- Arbeitsauftrag
Kopiere aus dem Artikel unten wortgetreu die Stelle von "Die Denkschrift wurde" bis einschließlich "darauf erfolgt ist!".

- Artikel
──────────────────────────────
Es erübrigt sich, auf die privaten Versuche zu Verhandlungen, die der Reichstagsabgeordnete Haußmann in der Schweiz durch Besprechungen mit Amerikanern, und Max Warburg aus Hamburg im Haag bei dem Gesandten der Vereinigten Staaten machte, einzugehen. Sie waren ergebnislos.

Abschließend noch einige Sätze zum Stichwort "Propaganda". Am 14.Januar 1918 legte Oberst v.Haeften dem General Ludendorff eine Denkschrift vor, in der er die  p o l i t i s c h e  Offensive gegen England vorschlug. In ihr wird besonders auf den Grad der Widerstandfähigkeit der englischen Heimatfront hingewiesen. Diese zu zermürben, um die militärischen Siege entsprechnd zur Geltung kommen zu lassen, sieht Haften als oberstes Gebot. Eine geschickte politische Propaganda sollte die Schuld an der Fortsetzung des Krieges Lloyd Georges und seiner "knock-out-Politik" darstellen. Der Oberst schloß mit den inhaltsschweren Sätzen: "Worte sind heute Schlachten! Richtige Worte gewonnene Schlachten, falsche Worte verlorene Schlachten!"
Die Denkschrift wurde vom General Ludendorff unter dringender Befürwortung an den Reichskanzler übergeben. Es ist nicht bekannt geworden, daß irgend etwas darauf erfolgt ist!
──────────────────────────────
- Bereitgestellte Daten
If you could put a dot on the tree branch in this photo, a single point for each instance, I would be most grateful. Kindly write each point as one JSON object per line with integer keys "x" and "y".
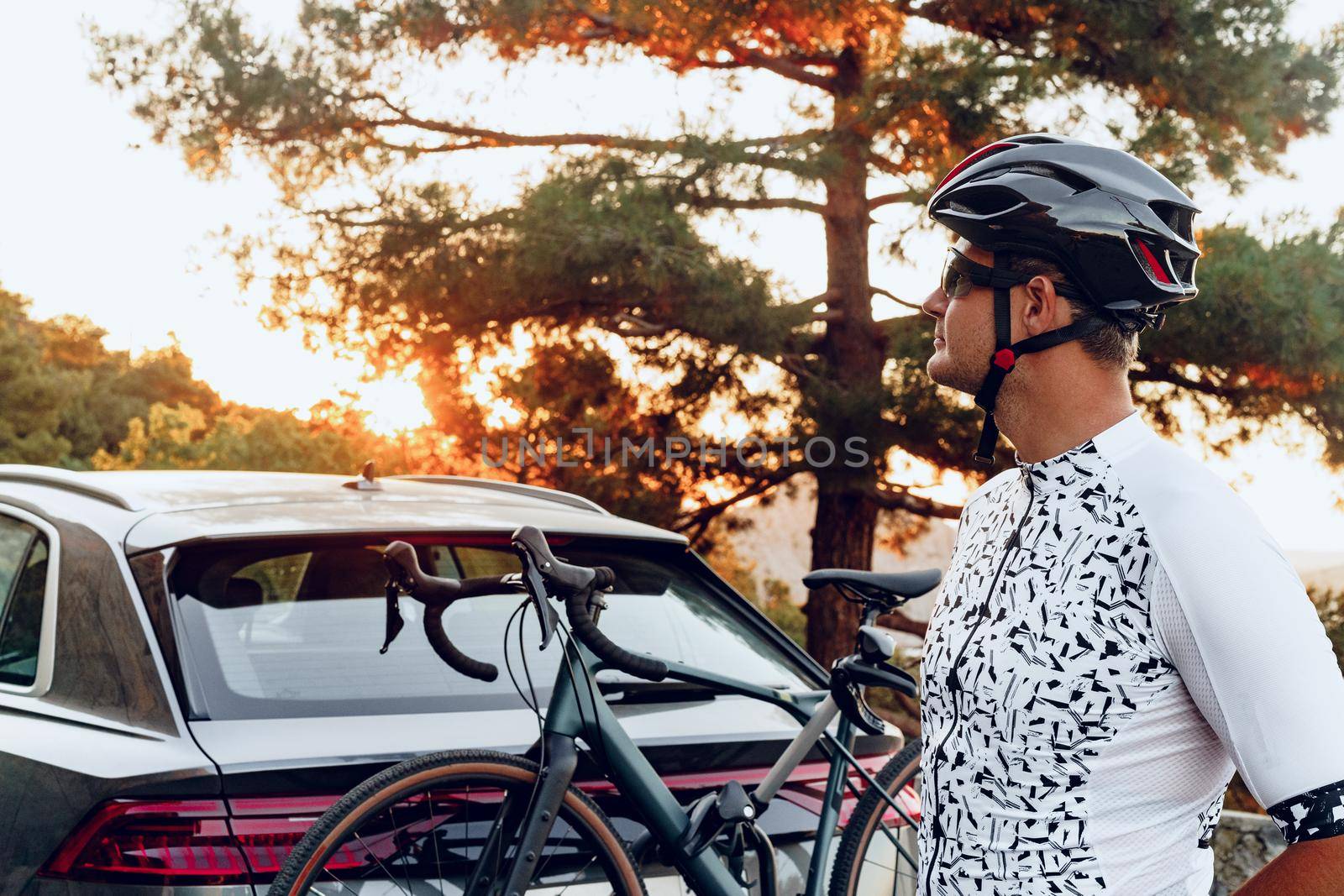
──────────────────────────────
- Antwort
Die Denkschrift wurde vom General Ludendorff unter dringender Befürwortung an den Reichskanzler übergeben. Es ist nicht bekannt geworden, daß irgend etwas darauf erfolgt ist!